Bug 1432917

Summary: connection handling is looping on timeout event
Product: [Fedora] Fedora Reporter: Tomas Krizek <tkrizek>
Component: 389-ds-baseAssignee: mreynolds
Status: CLOSED ERRATA QA Contact: Fedora Extras Quality Assurance <extras-qa>
Severity: medium Docs Contact:
Priority: unspecified    
Version: 26CC: awilliam, edewata, mreynolds, nhosoi, nkinder, rmeggins, tbordaz, wibrown
Target Milestone: ---   
Target Release: ---   
Hardware: Unspecified   
OS: Unspecified   
Whiteboard:
Fixed In Version: 389-ds-base-1.3.6.3-4.f26 389-ds-base-1.3.6.3-4.fc26 Doc Type: If docs needed, set a value
Doc Text:
Story Points: ---
Clone Of: Environment:
Last Closed: 2017-04-01 17:29:06 UTC Type: Bug
Regression: --- Mount Type: ---
Documentation: --- CRM:
Verified Versions: Category: ---
oVirt Team: --- RHEL 7.3 requirements from Atomic Host:
Cloudforms Team: --- Target Upstream Version:
Embargoed:

Description Tomas Krizek 2017-03-16 12:16:41 UTC
Description of problem:

directory server log is getting flooded with the following warnings:

WARN - ns_handle_pr_read_ready - Received idletime out with c->c_idletimeout as 0. Ignoring.

• Information shown
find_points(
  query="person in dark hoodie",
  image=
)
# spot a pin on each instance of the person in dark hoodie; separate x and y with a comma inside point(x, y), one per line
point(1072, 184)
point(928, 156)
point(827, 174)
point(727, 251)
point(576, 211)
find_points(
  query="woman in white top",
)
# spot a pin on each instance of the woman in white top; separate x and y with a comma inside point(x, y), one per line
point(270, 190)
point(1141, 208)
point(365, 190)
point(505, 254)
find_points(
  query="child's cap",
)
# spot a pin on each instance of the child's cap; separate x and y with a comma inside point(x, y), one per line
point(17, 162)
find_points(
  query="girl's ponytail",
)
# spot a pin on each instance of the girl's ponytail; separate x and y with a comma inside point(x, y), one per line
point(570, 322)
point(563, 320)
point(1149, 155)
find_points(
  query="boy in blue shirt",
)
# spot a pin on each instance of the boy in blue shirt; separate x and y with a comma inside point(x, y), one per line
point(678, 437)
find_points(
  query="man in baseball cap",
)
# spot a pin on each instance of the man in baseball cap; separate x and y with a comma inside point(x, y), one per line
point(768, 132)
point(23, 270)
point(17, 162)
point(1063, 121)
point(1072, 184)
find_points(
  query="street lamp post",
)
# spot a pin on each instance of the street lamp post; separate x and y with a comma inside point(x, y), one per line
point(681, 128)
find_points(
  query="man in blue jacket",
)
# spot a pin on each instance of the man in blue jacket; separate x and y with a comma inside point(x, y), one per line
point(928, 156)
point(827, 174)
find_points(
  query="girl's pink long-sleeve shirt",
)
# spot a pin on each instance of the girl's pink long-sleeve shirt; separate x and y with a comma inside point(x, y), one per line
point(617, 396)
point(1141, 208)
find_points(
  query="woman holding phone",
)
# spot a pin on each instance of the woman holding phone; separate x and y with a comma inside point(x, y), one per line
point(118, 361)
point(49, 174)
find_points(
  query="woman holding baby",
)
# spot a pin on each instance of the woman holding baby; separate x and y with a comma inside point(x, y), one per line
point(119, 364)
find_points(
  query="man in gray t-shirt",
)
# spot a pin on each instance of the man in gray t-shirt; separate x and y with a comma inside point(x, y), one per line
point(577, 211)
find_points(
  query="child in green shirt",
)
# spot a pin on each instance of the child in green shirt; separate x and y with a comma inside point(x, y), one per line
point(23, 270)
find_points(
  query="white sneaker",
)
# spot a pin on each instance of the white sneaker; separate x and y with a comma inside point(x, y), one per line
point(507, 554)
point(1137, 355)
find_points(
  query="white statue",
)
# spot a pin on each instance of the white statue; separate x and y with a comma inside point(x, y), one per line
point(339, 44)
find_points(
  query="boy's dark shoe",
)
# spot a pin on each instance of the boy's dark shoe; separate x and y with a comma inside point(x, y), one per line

• Problem set
1. Quote the bug report in full, word for word.
2. Print the records from their first line up to and including the line with "point(505, 254)", with nothing changed.

• Answers to the exercises
1.
Bug 1432917

Summary: connection handling is looping on timeout event
Product: [Fedora] Fedora Reporter: Tomas Krizek <tkrizek>
Component: 389-ds-baseAssignee: mreynolds
Status: CLOSED ERRATA QA Contact: Fedora Extras Quality Assurance <extras-qa>
Severity: medium Docs Contact:
Priority: unspecified    
Version: 26CC: awilliam, edewata, mreynolds, nhosoi, nkinder, rmeggins, tbordaz, wibrown
Target Milestone: ---   
Target Release: ---   
Hardware: Unspecified   
OS: Unspecified   
Whiteboard:
Fixed In Version: 389-ds-base-1.3.6.3-4.f26 389-ds-base-1.3.6.3-4.fc26 Doc Type: If docs needed, set a value
Doc Text:
Story Points: ---
Clone Of: Environment:
Last Closed: 2017-04-01 17:29:06 UTC Type: Bug
Regression: --- Mount Type: ---
Documentation: --- CRM:
Verified Versions: Category: ---
oVirt Team: --- RHEL 7.3 requirements from Atomic Host:
Cloudforms Team: --- Target Upstream Version:
Embargoed:

Description Tomas Krizek 2017-03-16 12:16:41 UTC
Description of problem:

directory server log is getting flooded with the following warnings:

WARN - ns_handle_pr_read_ready - Received idletime out with c->c_idletimeout as 0. Ignoring.

2.
find_points(
  query="person in dark hoodie",
  image=
)
# spot a pin on each instance of the person in dark hoodie; separate x and y with a comma inside point(x, y), one per line
point(1072, 184)
point(928, 156)
point(827, 174)
point(727, 251)
point(576, 211)
find_points(
  query="woman in white top",
)
# spot a pin on each instance of the woman in white top; separate x and y with a comma inside point(x, y), one per line
point(270, 190)
point(1141, 208)
point(365, 190)
point(505, 254)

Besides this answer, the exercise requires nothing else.